## Short problem
Return each line of the records with nothing changed, pictures excepted.

------------------------------------------------------------------------

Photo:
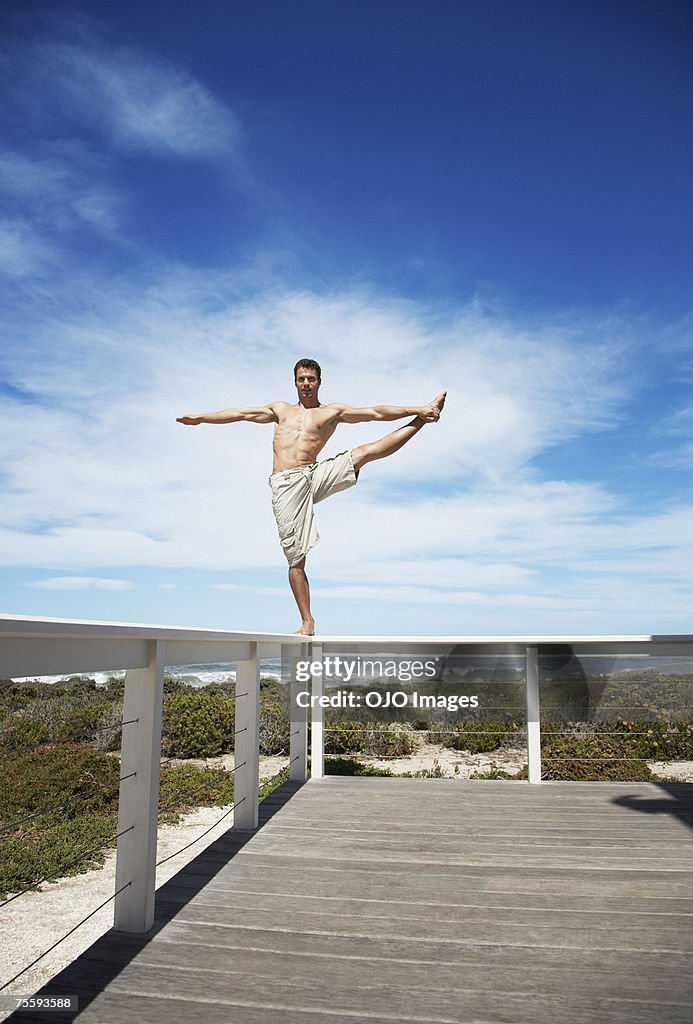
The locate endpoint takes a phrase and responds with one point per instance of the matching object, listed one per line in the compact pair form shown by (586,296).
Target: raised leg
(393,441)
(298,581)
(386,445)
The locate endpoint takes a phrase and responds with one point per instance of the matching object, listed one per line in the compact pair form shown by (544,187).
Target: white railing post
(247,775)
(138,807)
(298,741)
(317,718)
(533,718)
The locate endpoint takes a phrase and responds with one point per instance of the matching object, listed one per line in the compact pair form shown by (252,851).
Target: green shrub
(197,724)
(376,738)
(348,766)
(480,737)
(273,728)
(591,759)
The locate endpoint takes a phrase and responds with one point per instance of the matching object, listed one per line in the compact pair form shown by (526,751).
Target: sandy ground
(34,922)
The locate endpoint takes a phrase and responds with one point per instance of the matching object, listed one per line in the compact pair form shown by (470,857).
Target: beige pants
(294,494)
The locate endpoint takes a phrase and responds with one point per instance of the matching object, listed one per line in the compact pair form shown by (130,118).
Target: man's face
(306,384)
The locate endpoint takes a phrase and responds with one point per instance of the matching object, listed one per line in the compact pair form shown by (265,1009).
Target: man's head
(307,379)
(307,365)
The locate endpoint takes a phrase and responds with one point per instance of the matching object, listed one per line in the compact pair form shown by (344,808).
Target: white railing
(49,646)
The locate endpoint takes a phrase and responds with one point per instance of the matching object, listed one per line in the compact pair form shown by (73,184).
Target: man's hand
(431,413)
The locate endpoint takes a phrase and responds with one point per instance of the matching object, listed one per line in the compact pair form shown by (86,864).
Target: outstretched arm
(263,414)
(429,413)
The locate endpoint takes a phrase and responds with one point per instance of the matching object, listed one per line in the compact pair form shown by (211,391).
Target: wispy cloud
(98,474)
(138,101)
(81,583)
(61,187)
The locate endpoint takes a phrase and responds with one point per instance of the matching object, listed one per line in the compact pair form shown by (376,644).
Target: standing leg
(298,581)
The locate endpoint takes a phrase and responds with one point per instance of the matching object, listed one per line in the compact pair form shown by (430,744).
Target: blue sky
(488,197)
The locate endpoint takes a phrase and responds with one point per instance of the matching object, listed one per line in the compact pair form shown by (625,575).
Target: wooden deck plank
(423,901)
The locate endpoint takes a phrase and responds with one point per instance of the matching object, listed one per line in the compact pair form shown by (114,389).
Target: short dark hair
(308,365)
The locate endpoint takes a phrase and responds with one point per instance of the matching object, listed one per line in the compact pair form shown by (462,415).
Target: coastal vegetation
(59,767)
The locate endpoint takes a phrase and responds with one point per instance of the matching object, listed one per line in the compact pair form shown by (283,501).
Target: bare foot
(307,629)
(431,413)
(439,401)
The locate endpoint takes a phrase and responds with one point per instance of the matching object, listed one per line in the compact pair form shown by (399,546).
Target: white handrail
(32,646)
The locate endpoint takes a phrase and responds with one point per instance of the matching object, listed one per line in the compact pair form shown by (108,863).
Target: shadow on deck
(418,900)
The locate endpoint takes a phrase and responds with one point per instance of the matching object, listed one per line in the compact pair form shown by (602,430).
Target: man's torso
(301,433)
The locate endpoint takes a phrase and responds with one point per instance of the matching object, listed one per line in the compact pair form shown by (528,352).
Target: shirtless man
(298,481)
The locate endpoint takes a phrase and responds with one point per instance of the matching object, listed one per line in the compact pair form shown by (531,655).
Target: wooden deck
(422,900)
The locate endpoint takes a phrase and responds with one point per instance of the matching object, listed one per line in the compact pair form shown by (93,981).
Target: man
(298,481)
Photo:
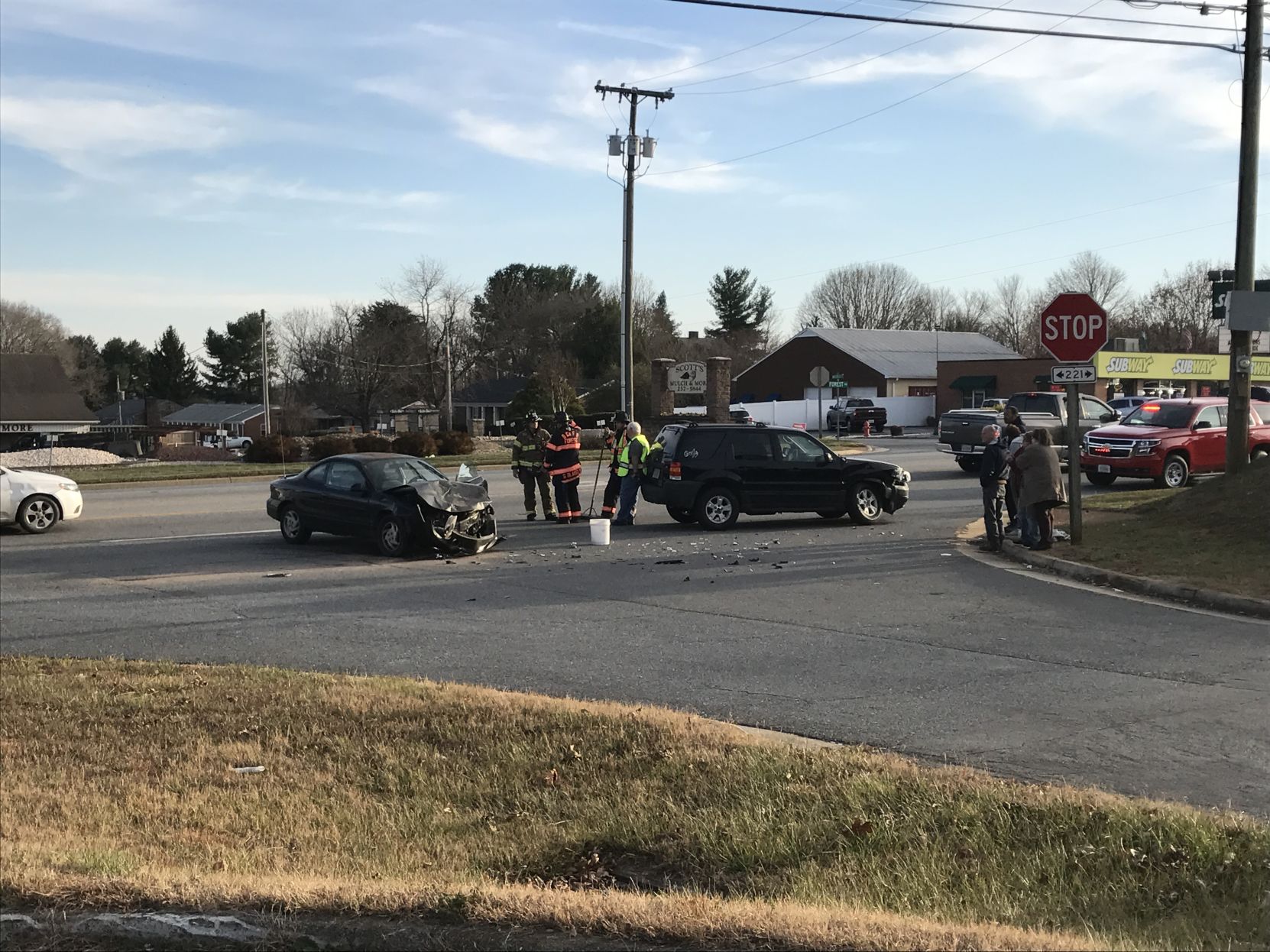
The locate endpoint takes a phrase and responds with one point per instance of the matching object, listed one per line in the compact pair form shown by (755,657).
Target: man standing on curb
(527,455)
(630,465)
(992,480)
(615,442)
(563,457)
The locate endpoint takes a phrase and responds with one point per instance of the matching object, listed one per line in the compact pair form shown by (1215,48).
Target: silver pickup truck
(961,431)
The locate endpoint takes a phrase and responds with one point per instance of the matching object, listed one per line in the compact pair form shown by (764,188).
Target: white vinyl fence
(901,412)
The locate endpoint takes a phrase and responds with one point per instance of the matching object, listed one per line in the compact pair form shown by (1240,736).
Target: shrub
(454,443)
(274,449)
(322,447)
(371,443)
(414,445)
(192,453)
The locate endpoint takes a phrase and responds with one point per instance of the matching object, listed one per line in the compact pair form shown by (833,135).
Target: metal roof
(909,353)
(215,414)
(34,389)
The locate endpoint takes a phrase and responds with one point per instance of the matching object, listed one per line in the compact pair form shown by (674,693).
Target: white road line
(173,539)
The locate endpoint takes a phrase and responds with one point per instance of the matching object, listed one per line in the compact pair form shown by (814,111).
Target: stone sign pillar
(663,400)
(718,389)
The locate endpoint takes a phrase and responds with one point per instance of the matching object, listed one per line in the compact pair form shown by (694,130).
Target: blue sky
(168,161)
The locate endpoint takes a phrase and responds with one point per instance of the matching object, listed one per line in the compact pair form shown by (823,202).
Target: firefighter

------------------------------------------------------------------------

## Reply to the exercise
Photo:
The locate endpoint takes a phrase and responds with one point per instance of the matching object, listed one per line in the compact pair form shown by (586,296).
Target: raised leg
(393,441)
(298,581)
(386,445)
The locate endpoint takes a phrase and responds with one point per instance of the matching object, listed one per line in the compact pair form shown by (544,187).
Target: white railing post
(247,775)
(138,807)
(298,741)
(317,718)
(533,718)
The locate endpoint takes a phrase and responds with one point per instance of the matching object, listed one per line in the compact pair form shown by (252,851).
Target: green shrub
(197,724)
(376,738)
(348,766)
(480,737)
(273,728)
(591,759)
The locate endpoint takes a phrase and responds with one point per instance of the matching object, listed one per line in the compact pair form shown by (526,751).
Target: sandy ground
(34,922)
The locate endpoint takes a phrase and responds with one point per instance of the matching object, listed one per line in the compact pair form shown by (470,857).
Target: beige pants
(294,494)
The locate endpoint takes a phrase and responds with one point per instance of the matching object, listed one per line in the compact pair form shown by (130,118).
Target: man's face
(306,384)
The locate endpoint takes a phrase and responds with one point per instance of the matching object, listed one per line in the compact pair form shown by (265,1009).
Target: man's head
(307,379)
(307,365)
The locate endpoint takes a phrase and responds with one point per instance of the matching object, listed one per line in the compact pair form shown by (344,808).
Target: white railing
(49,646)
The locate endpoint takes a phrase and responds with one point per instance of the matching object, listed one per line in the compact pair form shown by (73,184).
Target: man's hand
(431,413)
The locate endpoint takes a phrase and responds with one point per instance of the matching object, listed one per line in the compact pair form shown by (86,864).
Target: outstretched arm
(263,414)
(429,413)
The locate endpoint takes a phrase and responds with one point per instance of the matching object, listed one per line in the compact pair form shown by (211,391).
Target: wispy cloud
(98,474)
(138,101)
(81,583)
(61,187)
The locate endpoint takes a phrase and responds with one point per instance of the matching object, listed one per line in the compact pair form shown by (376,644).
Target: standing leg
(298,581)
The locate endpoint takes a phrase and responds with one point per instance of the matching object, listed one per line in the compact pair form shown by (430,744).
Target: blue sky
(488,197)
The locate endpoint takes a phrase and responds with one point per instance of the matching object, listed one per line in the compact pair form shown by (625,575).
Target: wooden deck plank
(423,901)
The locate endpoint takes a phrase and responds with one point per instance of the matching object, listed one per line in the compact pair form shown by (114,389).
Target: short dark hair
(308,365)
The locate endpoint takes a phrase and responds with one point per instance of the matching object, listed one per line in the compact pair form shown by (462,415).
Target: coastal vegetation
(59,767)
The locate endpoint takes a phrase and responds with one point per instance of the matching object, listed one per line in the compact pair form shown by (283,501).
Target: bare foot
(307,629)
(431,413)
(439,401)
The locate endpoint takes a phrase and responds with one point per instance of the matching object, listed one per line in the compact pair form shown by (399,546).
Target: white handrail
(32,646)
The locate endpoint takes a phrase and responds with one point per instance of the matching object, listed one per line in the compact pair form shown by (108,863).
Target: shadow on deck
(418,900)
The locate endpoint takes a phrase and responds with one point per instance of the matching object, listed one per line in the compact pair form shown by (602,430).
Target: man's torso
(301,433)
The locate endpoint takes a phrase and responds with one point per instance of the matching object, listed one per line in the compact pair form shown by (528,352).
Target: shirtless man
(298,481)
The locate endpoint takes a phrase and responds with one point per instance of the matching object, listed one per line in the compact pair form shown by (531,655).
Target: wooden deck
(422,900)
The locate endpoint takes a phrase and responds with one point per instance of the matching object, listed one per line in the compact pair form shown by (93,981).
Target: man
(298,481)
Photo:
The locate endpoint takes a phrase and responds with one point per instance of the matching object, listed one per line in the compact pair form shown by (755,657).
Target: man standing on curb
(527,455)
(630,465)
(992,480)
(615,442)
(563,457)
The locate endpoint takes a phrase and responds with one point per instance of the matching object, listed one per line in the compact pair form shown by (1215,48).
Target: silver pickup truck
(961,431)
The locate endpoint takes a phrase and responds with one point per instance of the matching object, listed one per line in the compact pair form shown by (764,188).
Target: white vinyl fence
(901,412)
The locate endpoint takes a phrase and responds with one point per instance of the matching object, listed one per line in the compact pair form shown by (1240,736).
Target: shrub
(454,443)
(274,449)
(322,447)
(371,443)
(414,445)
(192,453)
The locate endpoint takes a phrase and responds with one point per instance of the matching object, listed one per line in the compact pair form shown by (833,135).
Target: metal roof
(909,353)
(215,414)
(34,389)
The locate endpoint takes a phrase and responds with one point per instance of the matching object, listed one per line in the compact pair form shown by (674,693).
Target: white road line
(173,539)
The locate endpoint takes a phrase and responds with one point per instance of the matching object, listed one per line in the compact pair form shown by (814,111).
Target: stone sign pillar
(663,400)
(718,389)
The locate endpoint takes a phrase and responds with one point per instance of the matching object, listed one per line in the compact pair form shown by (694,130).
Target: blue sky
(168,161)
The locate endpoint takes a phrase and responds with one point per instance of the matching object, listed one per line in the compact pair form shown by (823,202).
Target: firefighter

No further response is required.